━━ Alıntı

Biliyorsunuz benim yemek hikayem instagram’da başlamadı. Çalıştığım kurumda, yemek sohbetlerinin reklam satışına katkı sağladığını, müşteri ile hemen sıcak bir diyaloğa dönüştüğünü görünce, daldım gitti gastronomi dünyasına… İlk zamanlar işime katkı diye düşündüğüm bu durum, sonradan bende aşka dönüştü. Bir dönem gidip deneyimlediğim yerleri çalıştığım gazetede yazdım. İçinde “adımın geçtiği imzasız yazılarla” başladım yemek hikayelerini yazmaya.
Malumunuz köftesever biriyim. İlk yazdığım mekanlardan biri de Kağıtta Köfte’ci Tamer’di. Bu sabah bi video düştü önüme, ulusal bir firma dikkate değer gördüğü mekanlarla ilgili çektiği seriye Köfteci Tamer’i de almış.

━━━━
━━ Veri Kayıtları

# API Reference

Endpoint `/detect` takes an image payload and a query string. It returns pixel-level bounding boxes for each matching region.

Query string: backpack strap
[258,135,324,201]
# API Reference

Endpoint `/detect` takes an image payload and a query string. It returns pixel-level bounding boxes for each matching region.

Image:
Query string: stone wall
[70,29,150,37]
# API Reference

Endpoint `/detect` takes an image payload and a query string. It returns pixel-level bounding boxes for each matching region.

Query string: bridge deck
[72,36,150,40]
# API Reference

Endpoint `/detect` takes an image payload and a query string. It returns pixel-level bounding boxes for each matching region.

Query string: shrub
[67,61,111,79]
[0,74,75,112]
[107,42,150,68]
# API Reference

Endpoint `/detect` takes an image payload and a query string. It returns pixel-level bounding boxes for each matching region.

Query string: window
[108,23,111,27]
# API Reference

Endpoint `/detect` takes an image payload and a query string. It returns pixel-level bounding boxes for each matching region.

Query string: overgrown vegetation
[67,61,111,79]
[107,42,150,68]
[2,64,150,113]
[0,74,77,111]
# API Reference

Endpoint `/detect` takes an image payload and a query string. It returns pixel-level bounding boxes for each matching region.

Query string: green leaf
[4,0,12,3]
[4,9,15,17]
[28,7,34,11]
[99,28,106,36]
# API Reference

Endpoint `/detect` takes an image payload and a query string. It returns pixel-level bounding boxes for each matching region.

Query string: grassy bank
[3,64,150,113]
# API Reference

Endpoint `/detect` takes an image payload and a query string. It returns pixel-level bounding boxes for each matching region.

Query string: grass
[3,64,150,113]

━━━━

- **Yapılacak Görevler**:
1 > Alıntıya göre yazarın ilk yazdığı mekânlardan biri hangisidir?
2 > Alıntının "Biliyorsunuz benim yemek" ifadesiyle başlayıp "Tamer’i de almış." ifadesiyle biten bölümünü, son ifade de dahil olmak üzere, birebir tekrarlayın.

- **Görev Çözümleri**:
1 > Kağıtta Köfte'ci Tamer.

2 >
Biliyorsunuz benim yemek hikayem instagram’da başlamadı. Çalıştığım kurumda, yemek sohbetlerinin reklam satışına katkı sağladığını, müşteri ile hemen sıcak bir diyaloğa dönüştüğünü görünce, daldım gitti gastronomi dünyasına… İlk zamanlar işime katkı diye düşündüğüm bu durum, sonradan bende aşka dönüştü. Bir dönem gidip deneyimlediğim yerleri çalıştığım gazetede yazdım. İçinde “adımın geçtiği imzasız yazılarla” başladım yemek hikayelerini yazmaya.
Malumunuz köftesever biriyim. İlk yazdığım mekanlardan biri de Kağıtta Köfte’ci Tamer’di. Bu sabah bi video düştü önüme, ulusal bir firma dikkate değer gördüğü mekanlarla ilgili çektiği seriye Köfteci Tamer’i de almış.